### Task prompt
Nothing in the records that follow should differ once you have copied them out.
==========
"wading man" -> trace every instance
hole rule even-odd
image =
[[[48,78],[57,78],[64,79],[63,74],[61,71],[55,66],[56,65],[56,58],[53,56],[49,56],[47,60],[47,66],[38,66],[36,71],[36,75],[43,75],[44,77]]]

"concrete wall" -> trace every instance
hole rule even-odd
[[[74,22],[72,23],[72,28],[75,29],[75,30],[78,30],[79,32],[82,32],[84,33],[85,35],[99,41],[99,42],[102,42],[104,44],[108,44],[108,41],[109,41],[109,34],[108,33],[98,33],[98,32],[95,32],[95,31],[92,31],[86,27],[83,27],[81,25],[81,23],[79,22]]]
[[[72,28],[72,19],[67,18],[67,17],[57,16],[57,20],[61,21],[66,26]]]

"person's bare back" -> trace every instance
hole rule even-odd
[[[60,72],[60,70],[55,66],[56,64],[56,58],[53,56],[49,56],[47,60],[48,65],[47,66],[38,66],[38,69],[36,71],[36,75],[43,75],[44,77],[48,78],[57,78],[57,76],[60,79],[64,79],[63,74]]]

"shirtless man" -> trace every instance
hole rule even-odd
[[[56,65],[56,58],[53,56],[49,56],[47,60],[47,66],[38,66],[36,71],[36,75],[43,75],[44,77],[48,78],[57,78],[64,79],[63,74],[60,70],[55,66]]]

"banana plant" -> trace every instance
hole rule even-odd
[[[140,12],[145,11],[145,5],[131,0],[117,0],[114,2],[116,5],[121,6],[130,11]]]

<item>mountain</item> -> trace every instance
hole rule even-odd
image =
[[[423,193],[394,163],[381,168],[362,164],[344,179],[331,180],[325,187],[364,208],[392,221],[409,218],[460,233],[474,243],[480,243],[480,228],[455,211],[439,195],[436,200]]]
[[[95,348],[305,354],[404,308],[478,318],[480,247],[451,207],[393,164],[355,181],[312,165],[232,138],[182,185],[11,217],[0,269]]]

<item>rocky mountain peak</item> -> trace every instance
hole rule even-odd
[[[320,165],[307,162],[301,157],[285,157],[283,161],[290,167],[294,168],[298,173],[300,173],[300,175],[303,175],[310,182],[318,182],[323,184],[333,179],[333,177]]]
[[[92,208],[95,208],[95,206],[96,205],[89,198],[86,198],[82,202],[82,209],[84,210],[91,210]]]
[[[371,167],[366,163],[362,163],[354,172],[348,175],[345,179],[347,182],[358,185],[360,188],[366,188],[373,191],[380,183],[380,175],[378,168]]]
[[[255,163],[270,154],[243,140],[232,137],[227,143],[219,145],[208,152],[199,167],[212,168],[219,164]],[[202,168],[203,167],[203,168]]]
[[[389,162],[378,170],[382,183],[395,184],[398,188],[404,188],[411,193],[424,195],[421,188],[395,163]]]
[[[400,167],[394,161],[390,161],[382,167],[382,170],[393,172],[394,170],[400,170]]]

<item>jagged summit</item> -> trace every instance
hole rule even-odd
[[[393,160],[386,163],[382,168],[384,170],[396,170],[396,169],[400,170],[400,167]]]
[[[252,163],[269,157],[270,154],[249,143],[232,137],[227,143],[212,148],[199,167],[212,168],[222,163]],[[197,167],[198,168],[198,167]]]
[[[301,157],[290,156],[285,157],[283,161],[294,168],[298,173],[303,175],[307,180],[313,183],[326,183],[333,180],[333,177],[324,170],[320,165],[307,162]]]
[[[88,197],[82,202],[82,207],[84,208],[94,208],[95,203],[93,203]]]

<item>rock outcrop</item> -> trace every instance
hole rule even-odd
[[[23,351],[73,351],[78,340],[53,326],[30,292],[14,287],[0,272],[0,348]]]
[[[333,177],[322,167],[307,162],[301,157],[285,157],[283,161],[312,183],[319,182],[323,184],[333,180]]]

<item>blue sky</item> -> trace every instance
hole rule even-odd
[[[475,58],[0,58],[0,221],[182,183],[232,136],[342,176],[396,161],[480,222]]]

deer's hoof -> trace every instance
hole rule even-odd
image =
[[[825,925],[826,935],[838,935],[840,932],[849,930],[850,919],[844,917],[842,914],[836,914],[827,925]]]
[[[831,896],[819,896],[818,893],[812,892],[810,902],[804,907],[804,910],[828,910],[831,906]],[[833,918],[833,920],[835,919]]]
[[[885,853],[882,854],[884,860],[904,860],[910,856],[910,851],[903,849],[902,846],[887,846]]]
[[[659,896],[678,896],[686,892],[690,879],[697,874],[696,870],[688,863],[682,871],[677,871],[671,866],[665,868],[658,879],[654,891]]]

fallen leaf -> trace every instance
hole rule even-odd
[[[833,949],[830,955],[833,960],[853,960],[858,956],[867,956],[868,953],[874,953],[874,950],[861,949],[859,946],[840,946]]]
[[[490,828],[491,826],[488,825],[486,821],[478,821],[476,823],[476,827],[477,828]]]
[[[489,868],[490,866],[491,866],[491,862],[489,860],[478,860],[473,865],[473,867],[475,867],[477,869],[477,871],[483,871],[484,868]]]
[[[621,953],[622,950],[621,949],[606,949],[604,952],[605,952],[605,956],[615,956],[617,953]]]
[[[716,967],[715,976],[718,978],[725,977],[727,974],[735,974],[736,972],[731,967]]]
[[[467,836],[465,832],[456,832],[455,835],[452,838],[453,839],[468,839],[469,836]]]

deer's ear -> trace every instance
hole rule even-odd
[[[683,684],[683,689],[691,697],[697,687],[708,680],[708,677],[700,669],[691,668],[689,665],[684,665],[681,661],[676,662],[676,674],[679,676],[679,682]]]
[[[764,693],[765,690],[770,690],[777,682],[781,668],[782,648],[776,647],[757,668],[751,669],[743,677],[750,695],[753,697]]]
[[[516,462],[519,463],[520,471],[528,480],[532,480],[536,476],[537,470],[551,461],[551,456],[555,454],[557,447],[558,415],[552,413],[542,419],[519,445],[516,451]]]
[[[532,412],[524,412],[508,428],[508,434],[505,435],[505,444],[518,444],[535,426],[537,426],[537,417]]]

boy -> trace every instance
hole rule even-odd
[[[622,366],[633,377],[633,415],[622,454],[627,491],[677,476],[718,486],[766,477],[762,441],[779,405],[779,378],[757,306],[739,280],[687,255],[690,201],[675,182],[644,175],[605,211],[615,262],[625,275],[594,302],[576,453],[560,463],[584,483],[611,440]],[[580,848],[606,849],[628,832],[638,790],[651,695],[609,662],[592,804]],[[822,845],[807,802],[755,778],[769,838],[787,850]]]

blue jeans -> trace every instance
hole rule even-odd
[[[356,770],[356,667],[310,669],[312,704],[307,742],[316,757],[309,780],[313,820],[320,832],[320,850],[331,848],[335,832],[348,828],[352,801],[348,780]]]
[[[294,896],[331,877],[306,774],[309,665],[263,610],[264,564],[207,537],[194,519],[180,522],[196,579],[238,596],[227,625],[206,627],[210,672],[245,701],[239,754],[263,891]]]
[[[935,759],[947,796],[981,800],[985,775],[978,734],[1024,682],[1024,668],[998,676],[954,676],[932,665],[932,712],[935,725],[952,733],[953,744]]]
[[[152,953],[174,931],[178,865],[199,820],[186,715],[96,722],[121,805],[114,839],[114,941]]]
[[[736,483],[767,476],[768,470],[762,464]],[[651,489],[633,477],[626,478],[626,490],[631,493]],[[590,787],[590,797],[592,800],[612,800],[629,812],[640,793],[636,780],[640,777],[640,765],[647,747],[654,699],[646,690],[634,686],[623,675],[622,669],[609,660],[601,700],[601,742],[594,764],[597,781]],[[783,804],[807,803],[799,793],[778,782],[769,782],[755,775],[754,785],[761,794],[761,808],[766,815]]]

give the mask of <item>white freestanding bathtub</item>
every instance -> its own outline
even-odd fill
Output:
==========
### Result below
"wading man" -> trace every instance
hole rule even-odd
image =
[[[48,78],[57,78],[64,79],[63,74],[61,71],[55,66],[56,65],[56,58],[53,56],[49,56],[47,60],[47,66],[38,66],[36,71],[36,75],[43,75],[44,77]]]

"concrete wall" -> trace every instance
hole rule even-odd
[[[74,22],[72,23],[72,28],[75,29],[75,30],[78,30],[79,32],[82,32],[84,33],[85,35],[99,41],[99,42],[102,42],[104,44],[108,44],[108,41],[109,41],[109,34],[108,33],[98,33],[98,32],[95,32],[95,31],[92,31],[86,27],[83,27],[81,25],[81,23],[79,22]]]
[[[72,28],[72,19],[67,18],[67,17],[57,16],[57,20],[61,21],[66,26]]]

"person's bare back" -> trace every instance
hole rule even-odd
[[[60,72],[60,70],[55,66],[56,64],[56,58],[53,56],[49,56],[47,60],[48,65],[47,66],[38,66],[38,69],[36,71],[36,75],[43,75],[44,77],[48,78],[57,78],[57,76],[60,79],[64,79],[63,74]]]

"shirtless man" -> trace every instance
hole rule even-odd
[[[56,65],[56,58],[53,56],[49,56],[47,60],[47,66],[38,66],[36,71],[36,75],[43,75],[44,77],[48,78],[57,78],[64,79],[63,74],[60,70],[55,66]]]

"banana plant" -> trace every instance
hole rule even-odd
[[[140,12],[145,11],[145,5],[131,0],[117,0],[114,2],[116,5],[121,6],[130,11]]]

<item>mountain</item> -> trace every instance
hole rule even-odd
image =
[[[423,193],[394,163],[381,168],[362,164],[344,179],[331,180],[325,187],[364,208],[392,221],[409,218],[460,233],[474,243],[480,243],[480,228],[455,211],[439,195],[436,200]]]
[[[95,348],[305,354],[404,308],[478,318],[480,247],[451,207],[393,164],[355,181],[312,165],[232,138],[182,185],[11,217],[0,269]]]

<item>rocky mountain peak</item> -> trace every instance
hole rule even-odd
[[[320,165],[307,162],[301,157],[285,157],[283,161],[290,167],[294,168],[298,173],[300,173],[300,175],[303,175],[310,182],[318,182],[323,184],[333,179],[333,177]]]
[[[92,208],[95,208],[95,206],[96,205],[89,198],[86,198],[82,202],[82,209],[84,210],[91,210]]]
[[[371,167],[366,163],[362,163],[354,172],[348,175],[345,179],[347,182],[358,185],[360,188],[366,188],[373,191],[380,183],[380,175],[378,168]]]
[[[255,163],[270,154],[243,140],[232,137],[227,143],[219,145],[208,152],[199,167],[212,168],[219,164]],[[202,168],[203,167],[203,168]]]
[[[389,162],[378,170],[382,183],[395,184],[398,188],[404,188],[411,193],[424,195],[421,188],[395,163]]]
[[[400,167],[394,161],[390,161],[382,167],[382,170],[393,172],[394,170],[400,170]]]

<item>jagged summit</item> -> trace every instance
hole rule even-odd
[[[393,160],[386,163],[382,168],[384,170],[396,170],[396,169],[400,170],[400,167]]]
[[[252,163],[269,157],[270,154],[249,143],[232,137],[227,143],[212,148],[199,167],[212,168],[222,163]],[[197,167],[198,168],[198,167]]]
[[[301,157],[290,156],[285,157],[283,161],[294,168],[298,173],[303,175],[307,180],[313,183],[326,183],[333,180],[333,177],[324,170],[320,165],[307,162]]]
[[[88,197],[82,202],[82,207],[84,208],[94,208],[95,203],[93,203]]]

<item>rock outcrop</item> -> trace every instance
hole rule even-odd
[[[23,351],[73,351],[78,340],[53,326],[30,292],[14,287],[0,272],[0,348]]]
[[[333,177],[322,167],[307,162],[301,157],[285,157],[283,161],[312,183],[319,182],[323,184],[333,180]]]

<item>blue sky</item> -> trace every instance
hole rule even-odd
[[[475,58],[0,58],[0,221],[182,183],[232,136],[342,176],[396,161],[480,222]]]

deer's hoof -> trace every instance
hole rule even-odd
image =
[[[825,925],[826,935],[838,935],[840,932],[849,930],[850,919],[844,917],[842,914],[836,914],[827,925]]]
[[[831,896],[819,896],[818,893],[812,892],[810,902],[804,907],[804,910],[828,910],[831,906]],[[833,918],[833,920],[835,919]]]
[[[885,853],[882,854],[884,860],[904,860],[910,856],[910,851],[903,849],[902,846],[887,846]]]
[[[659,896],[678,896],[686,892],[690,879],[697,874],[696,870],[688,863],[682,871],[677,871],[671,866],[665,868],[658,879],[654,891]]]

fallen leaf -> trace every instance
hole rule even-odd
[[[833,949],[830,955],[833,960],[853,960],[858,956],[867,956],[868,953],[874,953],[874,950],[861,949],[859,946],[840,946]]]
[[[490,828],[491,826],[488,825],[486,821],[478,821],[476,823],[476,827],[477,828]]]
[[[489,868],[490,866],[491,866],[491,862],[489,860],[478,860],[473,865],[473,867],[475,867],[477,869],[477,871],[483,871],[484,868]]]
[[[621,953],[622,950],[621,949],[606,949],[604,952],[605,952],[605,956],[615,956],[617,953]]]
[[[716,967],[715,976],[718,978],[725,977],[727,974],[735,974],[736,972],[731,967]]]
[[[467,836],[465,832],[456,832],[455,835],[452,838],[453,839],[468,839],[469,836]]]

deer's ear -> trace every instance
hole rule even-odd
[[[683,684],[683,689],[691,697],[697,687],[708,680],[708,677],[700,669],[691,668],[689,665],[684,665],[681,661],[676,662],[676,674],[679,676],[679,682]]]
[[[764,693],[765,690],[770,690],[777,682],[781,668],[782,648],[776,647],[757,668],[751,669],[743,677],[750,695],[753,697]]]
[[[516,462],[519,463],[520,471],[528,480],[532,480],[536,476],[537,470],[551,461],[551,456],[555,454],[557,447],[558,415],[552,413],[542,419],[519,445],[516,451]]]
[[[532,412],[524,412],[508,428],[508,434],[505,435],[505,444],[518,444],[535,426],[537,426],[537,417]]]

boy -> trace every instance
hole rule even-odd
[[[622,366],[633,377],[633,415],[622,454],[627,491],[677,476],[718,486],[766,477],[762,441],[779,405],[779,378],[757,306],[739,280],[687,255],[690,201],[675,182],[644,175],[605,211],[615,262],[625,275],[594,302],[576,453],[560,463],[584,483],[611,440]],[[580,848],[606,849],[628,832],[638,790],[651,695],[609,662],[592,804]],[[822,845],[807,802],[755,778],[769,838],[787,850]]]

blue jeans -> trace every instance
hole rule even-odd
[[[356,770],[356,667],[310,669],[312,704],[307,742],[316,757],[309,780],[313,820],[320,832],[320,850],[331,848],[335,832],[348,828],[352,801],[348,780]]]
[[[294,896],[331,877],[306,774],[309,665],[263,610],[264,564],[207,537],[194,519],[180,522],[196,579],[238,596],[227,625],[206,627],[210,672],[245,701],[239,754],[263,891]]]
[[[935,759],[947,796],[981,800],[985,775],[978,734],[1024,682],[1024,668],[998,676],[954,676],[932,665],[932,712],[935,725],[952,733],[953,744]]]
[[[152,953],[174,931],[178,865],[199,820],[186,715],[96,722],[121,805],[114,839],[114,941]]]
[[[736,483],[767,476],[768,470],[762,464]],[[651,489],[633,477],[626,478],[626,490],[631,493]],[[590,787],[590,797],[592,800],[612,800],[629,812],[640,793],[636,780],[640,777],[640,765],[647,747],[654,699],[646,690],[634,686],[623,675],[622,669],[609,660],[601,700],[601,742],[594,764],[597,781]],[[783,804],[807,803],[799,793],[778,782],[769,782],[755,775],[754,785],[761,794],[761,808],[766,815]]]

give the mask of <item>white freestanding bathtub</item>
every instance -> its own outline
even-odd fill
Output:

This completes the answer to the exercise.